#### Task to carry out:
Reproduce the following material exactly, including every line.

** begin Material for this task **

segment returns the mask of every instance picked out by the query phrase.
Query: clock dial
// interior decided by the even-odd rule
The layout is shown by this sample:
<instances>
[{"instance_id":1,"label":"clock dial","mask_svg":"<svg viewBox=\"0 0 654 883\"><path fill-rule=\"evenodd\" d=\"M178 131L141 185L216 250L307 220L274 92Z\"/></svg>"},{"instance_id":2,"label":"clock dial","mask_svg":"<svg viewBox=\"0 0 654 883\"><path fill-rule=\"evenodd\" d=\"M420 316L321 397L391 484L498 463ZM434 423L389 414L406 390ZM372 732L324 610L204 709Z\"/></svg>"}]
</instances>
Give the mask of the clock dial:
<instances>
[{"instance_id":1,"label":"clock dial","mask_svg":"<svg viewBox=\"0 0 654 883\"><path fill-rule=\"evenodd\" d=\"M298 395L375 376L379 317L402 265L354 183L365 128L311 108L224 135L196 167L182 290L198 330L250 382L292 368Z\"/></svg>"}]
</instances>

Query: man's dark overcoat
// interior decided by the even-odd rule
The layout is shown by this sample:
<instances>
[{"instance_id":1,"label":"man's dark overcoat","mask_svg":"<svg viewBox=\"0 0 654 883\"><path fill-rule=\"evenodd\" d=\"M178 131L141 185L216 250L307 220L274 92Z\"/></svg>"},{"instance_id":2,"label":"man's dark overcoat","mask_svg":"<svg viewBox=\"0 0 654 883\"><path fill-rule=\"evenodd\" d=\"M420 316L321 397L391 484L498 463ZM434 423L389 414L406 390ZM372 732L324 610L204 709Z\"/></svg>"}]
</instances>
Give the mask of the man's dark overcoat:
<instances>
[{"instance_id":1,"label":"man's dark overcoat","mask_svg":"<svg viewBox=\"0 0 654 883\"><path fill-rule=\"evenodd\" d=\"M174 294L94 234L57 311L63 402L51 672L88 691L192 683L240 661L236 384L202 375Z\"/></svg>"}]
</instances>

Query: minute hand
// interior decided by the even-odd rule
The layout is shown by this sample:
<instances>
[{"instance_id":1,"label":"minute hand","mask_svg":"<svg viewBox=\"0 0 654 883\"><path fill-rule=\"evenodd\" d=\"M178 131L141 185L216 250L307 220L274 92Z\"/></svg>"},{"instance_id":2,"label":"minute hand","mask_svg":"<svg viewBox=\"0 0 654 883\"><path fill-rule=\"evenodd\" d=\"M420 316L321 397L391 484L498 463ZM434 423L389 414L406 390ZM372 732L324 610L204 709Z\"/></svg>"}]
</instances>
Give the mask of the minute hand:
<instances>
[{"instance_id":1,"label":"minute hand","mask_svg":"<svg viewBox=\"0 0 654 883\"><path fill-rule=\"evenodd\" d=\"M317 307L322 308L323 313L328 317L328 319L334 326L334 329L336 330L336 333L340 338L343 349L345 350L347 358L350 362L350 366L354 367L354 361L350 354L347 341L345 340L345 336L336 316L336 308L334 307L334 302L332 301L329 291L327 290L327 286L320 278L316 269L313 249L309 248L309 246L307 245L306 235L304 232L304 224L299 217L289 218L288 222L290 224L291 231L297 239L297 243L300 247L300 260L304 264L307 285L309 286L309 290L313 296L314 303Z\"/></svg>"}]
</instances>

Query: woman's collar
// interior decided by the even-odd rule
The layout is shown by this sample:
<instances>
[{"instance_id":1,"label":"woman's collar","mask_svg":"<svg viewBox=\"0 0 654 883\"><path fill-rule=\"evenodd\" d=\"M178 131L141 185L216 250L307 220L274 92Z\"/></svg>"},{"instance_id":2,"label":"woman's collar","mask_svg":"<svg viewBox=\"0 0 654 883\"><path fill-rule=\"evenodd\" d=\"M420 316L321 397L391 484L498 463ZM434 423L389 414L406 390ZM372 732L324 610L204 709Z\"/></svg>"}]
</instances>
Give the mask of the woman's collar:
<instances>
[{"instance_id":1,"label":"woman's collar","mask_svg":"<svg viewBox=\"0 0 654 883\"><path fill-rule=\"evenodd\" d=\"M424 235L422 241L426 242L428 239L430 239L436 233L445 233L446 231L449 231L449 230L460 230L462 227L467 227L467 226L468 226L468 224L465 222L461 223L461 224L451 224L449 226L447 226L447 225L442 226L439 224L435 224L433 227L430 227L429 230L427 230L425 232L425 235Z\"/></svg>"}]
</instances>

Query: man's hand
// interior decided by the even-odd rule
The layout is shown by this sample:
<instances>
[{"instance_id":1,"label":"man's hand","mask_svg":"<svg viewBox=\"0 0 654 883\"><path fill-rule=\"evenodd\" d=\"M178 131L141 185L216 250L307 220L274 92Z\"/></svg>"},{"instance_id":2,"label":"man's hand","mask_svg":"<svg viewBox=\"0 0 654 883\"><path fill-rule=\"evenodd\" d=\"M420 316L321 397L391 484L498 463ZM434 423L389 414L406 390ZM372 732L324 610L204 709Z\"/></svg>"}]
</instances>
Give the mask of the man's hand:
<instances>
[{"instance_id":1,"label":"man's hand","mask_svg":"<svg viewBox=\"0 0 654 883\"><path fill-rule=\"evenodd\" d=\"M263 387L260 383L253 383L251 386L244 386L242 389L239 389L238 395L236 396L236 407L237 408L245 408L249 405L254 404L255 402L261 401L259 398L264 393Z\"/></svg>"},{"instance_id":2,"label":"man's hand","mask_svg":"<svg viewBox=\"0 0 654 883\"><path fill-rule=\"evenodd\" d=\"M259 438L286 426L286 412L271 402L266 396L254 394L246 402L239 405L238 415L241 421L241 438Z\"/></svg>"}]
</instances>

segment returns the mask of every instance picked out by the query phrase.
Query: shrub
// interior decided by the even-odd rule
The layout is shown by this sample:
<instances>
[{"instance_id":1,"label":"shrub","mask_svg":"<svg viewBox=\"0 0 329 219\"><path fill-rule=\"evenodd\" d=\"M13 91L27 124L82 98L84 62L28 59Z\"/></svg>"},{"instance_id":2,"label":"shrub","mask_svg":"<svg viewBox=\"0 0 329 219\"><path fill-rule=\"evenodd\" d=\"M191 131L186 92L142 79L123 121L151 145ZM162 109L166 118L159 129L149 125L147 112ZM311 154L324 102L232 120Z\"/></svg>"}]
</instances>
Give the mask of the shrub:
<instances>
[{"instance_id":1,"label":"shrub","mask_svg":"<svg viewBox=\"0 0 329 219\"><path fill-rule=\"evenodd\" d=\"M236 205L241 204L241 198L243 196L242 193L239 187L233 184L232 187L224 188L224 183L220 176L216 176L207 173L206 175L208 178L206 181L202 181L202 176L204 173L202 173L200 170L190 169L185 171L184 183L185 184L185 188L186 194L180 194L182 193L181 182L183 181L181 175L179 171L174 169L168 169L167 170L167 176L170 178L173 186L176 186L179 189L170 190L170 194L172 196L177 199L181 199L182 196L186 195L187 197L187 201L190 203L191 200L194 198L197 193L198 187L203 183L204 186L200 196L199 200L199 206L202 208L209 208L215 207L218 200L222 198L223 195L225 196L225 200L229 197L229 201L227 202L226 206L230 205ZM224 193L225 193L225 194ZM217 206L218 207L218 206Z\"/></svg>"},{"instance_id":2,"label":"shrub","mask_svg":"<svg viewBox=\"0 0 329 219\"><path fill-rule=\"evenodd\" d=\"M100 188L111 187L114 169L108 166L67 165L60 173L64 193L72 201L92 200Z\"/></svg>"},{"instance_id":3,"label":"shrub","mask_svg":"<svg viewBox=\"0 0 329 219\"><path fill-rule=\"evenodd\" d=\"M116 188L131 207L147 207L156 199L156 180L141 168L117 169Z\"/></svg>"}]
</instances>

** end Material for this task **

#### Finished task:
segment returns the mask of every instance picked out by the query phrase.
Query: clock dial
// interior decided by the even-odd rule
The layout is shown by this sample:
<instances>
[{"instance_id":1,"label":"clock dial","mask_svg":"<svg viewBox=\"0 0 654 883\"><path fill-rule=\"evenodd\" d=\"M178 131L141 185L216 250L307 220L274 92Z\"/></svg>"},{"instance_id":2,"label":"clock dial","mask_svg":"<svg viewBox=\"0 0 654 883\"><path fill-rule=\"evenodd\" d=\"M420 316L321 397L391 484L498 463ZM434 423L389 414L406 390ZM372 732L324 610L204 709Z\"/></svg>"}]
</instances>
Give the mask of the clock dial:
<instances>
[{"instance_id":1,"label":"clock dial","mask_svg":"<svg viewBox=\"0 0 654 883\"><path fill-rule=\"evenodd\" d=\"M298 395L375 376L379 317L402 265L354 183L365 128L311 108L224 135L196 167L182 290L198 330L250 382L292 368Z\"/></svg>"}]
</instances>

Query: man's dark overcoat
// interior decided by the even-odd rule
The layout is shown by this sample:
<instances>
[{"instance_id":1,"label":"man's dark overcoat","mask_svg":"<svg viewBox=\"0 0 654 883\"><path fill-rule=\"evenodd\" d=\"M178 131L141 185L216 250L307 220L274 92Z\"/></svg>"},{"instance_id":2,"label":"man's dark overcoat","mask_svg":"<svg viewBox=\"0 0 654 883\"><path fill-rule=\"evenodd\" d=\"M420 316L321 397L391 484L498 463ZM434 423L389 414L406 390ZM372 732L324 610L204 709Z\"/></svg>"}]
</instances>
Give the mask of the man's dark overcoat:
<instances>
[{"instance_id":1,"label":"man's dark overcoat","mask_svg":"<svg viewBox=\"0 0 654 883\"><path fill-rule=\"evenodd\" d=\"M174 294L94 234L57 311L63 402L51 672L88 691L192 683L240 661L236 384L202 375Z\"/></svg>"}]
</instances>

Query: minute hand
// interior decided by the even-odd rule
The layout is shown by this sample:
<instances>
[{"instance_id":1,"label":"minute hand","mask_svg":"<svg viewBox=\"0 0 654 883\"><path fill-rule=\"evenodd\" d=\"M178 131L141 185L216 250L307 220L274 92Z\"/></svg>"},{"instance_id":2,"label":"minute hand","mask_svg":"<svg viewBox=\"0 0 654 883\"><path fill-rule=\"evenodd\" d=\"M420 316L321 397L391 484L498 463ZM434 423L389 414L406 390ZM372 732L324 610L204 709Z\"/></svg>"}]
</instances>
Give the mask of the minute hand:
<instances>
[{"instance_id":1,"label":"minute hand","mask_svg":"<svg viewBox=\"0 0 654 883\"><path fill-rule=\"evenodd\" d=\"M317 307L322 308L323 313L328 317L328 319L334 326L334 329L336 330L336 333L340 338L343 349L345 350L347 358L350 362L350 366L354 367L354 361L350 354L347 341L345 340L345 336L336 316L336 308L334 307L334 302L332 301L329 291L327 290L327 286L320 278L316 269L313 249L309 248L309 246L307 245L306 235L304 232L304 224L299 217L289 218L288 222L290 224L291 231L297 239L297 243L300 247L300 260L304 264L307 285L309 286L309 290L313 296L314 303Z\"/></svg>"}]
</instances>

Query: woman's collar
// interior decided by the even-odd rule
The layout is shown by this sample:
<instances>
[{"instance_id":1,"label":"woman's collar","mask_svg":"<svg viewBox=\"0 0 654 883\"><path fill-rule=\"evenodd\" d=\"M178 131L141 185L216 250L307 220L274 92Z\"/></svg>"},{"instance_id":2,"label":"woman's collar","mask_svg":"<svg viewBox=\"0 0 654 883\"><path fill-rule=\"evenodd\" d=\"M420 316L321 397L391 484L498 463ZM434 423L389 414L406 390ZM372 732L324 610L204 709Z\"/></svg>"}]
</instances>
Give the mask of the woman's collar:
<instances>
[{"instance_id":1,"label":"woman's collar","mask_svg":"<svg viewBox=\"0 0 654 883\"><path fill-rule=\"evenodd\" d=\"M424 235L422 241L426 242L428 239L430 239L436 233L445 233L446 231L449 231L449 230L460 230L462 227L467 227L467 226L468 226L468 224L465 222L461 223L461 224L451 224L449 226L447 226L447 225L442 226L439 224L435 224L433 227L430 227L429 230L427 230L425 232L425 235Z\"/></svg>"}]
</instances>

Query: man's hand
// interior decided by the even-odd rule
The layout is shown by this sample:
<instances>
[{"instance_id":1,"label":"man's hand","mask_svg":"<svg viewBox=\"0 0 654 883\"><path fill-rule=\"evenodd\" d=\"M178 131L141 185L216 250L307 220L274 92Z\"/></svg>"},{"instance_id":2,"label":"man's hand","mask_svg":"<svg viewBox=\"0 0 654 883\"><path fill-rule=\"evenodd\" d=\"M420 316L321 397L391 484L498 463ZM434 423L389 414L406 390ZM372 732L324 610L204 709Z\"/></svg>"}]
</instances>
Give the mask of the man's hand:
<instances>
[{"instance_id":1,"label":"man's hand","mask_svg":"<svg viewBox=\"0 0 654 883\"><path fill-rule=\"evenodd\" d=\"M263 387L260 383L253 383L251 386L244 386L242 389L239 389L238 395L236 396L236 407L237 408L245 408L249 405L254 404L255 402L261 401L259 398L264 393Z\"/></svg>"},{"instance_id":2,"label":"man's hand","mask_svg":"<svg viewBox=\"0 0 654 883\"><path fill-rule=\"evenodd\" d=\"M259 438L286 426L286 412L271 402L266 396L254 394L246 402L239 405L238 415L241 421L241 438Z\"/></svg>"}]
</instances>

segment returns the mask of every instance picked out by the query phrase.
Query: shrub
// interior decided by the even-odd rule
The layout is shown by this sample:
<instances>
[{"instance_id":1,"label":"shrub","mask_svg":"<svg viewBox=\"0 0 329 219\"><path fill-rule=\"evenodd\" d=\"M13 91L27 124L82 98L84 62L28 59Z\"/></svg>"},{"instance_id":2,"label":"shrub","mask_svg":"<svg viewBox=\"0 0 329 219\"><path fill-rule=\"evenodd\" d=\"M191 131L186 92L142 79L123 121L151 145ZM162 109L166 118L159 129L149 125L147 112ZM311 154L324 102L232 120Z\"/></svg>"}]
</instances>
Give the mask of the shrub:
<instances>
[{"instance_id":1,"label":"shrub","mask_svg":"<svg viewBox=\"0 0 329 219\"><path fill-rule=\"evenodd\" d=\"M236 205L241 204L241 198L243 196L242 193L239 187L233 184L232 187L224 188L224 183L220 176L216 176L207 173L206 175L208 178L206 181L202 181L202 176L204 173L202 173L200 170L190 169L185 171L184 183L185 184L185 188L186 194L180 194L182 193L181 182L183 181L181 175L179 171L174 169L168 169L167 170L167 176L170 178L173 186L176 186L179 189L170 190L170 194L172 196L177 199L181 199L182 196L186 195L187 197L187 201L190 203L191 200L194 198L197 193L198 187L203 183L204 186L200 196L199 200L199 206L202 208L209 208L215 207L218 200L222 198L223 195L225 196L225 200L229 197L229 201L227 202L226 206L230 205ZM224 193L225 193L225 194ZM217 206L218 207L218 206Z\"/></svg>"},{"instance_id":2,"label":"shrub","mask_svg":"<svg viewBox=\"0 0 329 219\"><path fill-rule=\"evenodd\" d=\"M100 188L111 187L114 169L108 166L67 165L60 173L64 193L72 201L92 200Z\"/></svg>"},{"instance_id":3,"label":"shrub","mask_svg":"<svg viewBox=\"0 0 329 219\"><path fill-rule=\"evenodd\" d=\"M116 188L131 207L147 207L156 199L156 180L141 168L117 169Z\"/></svg>"}]
</instances>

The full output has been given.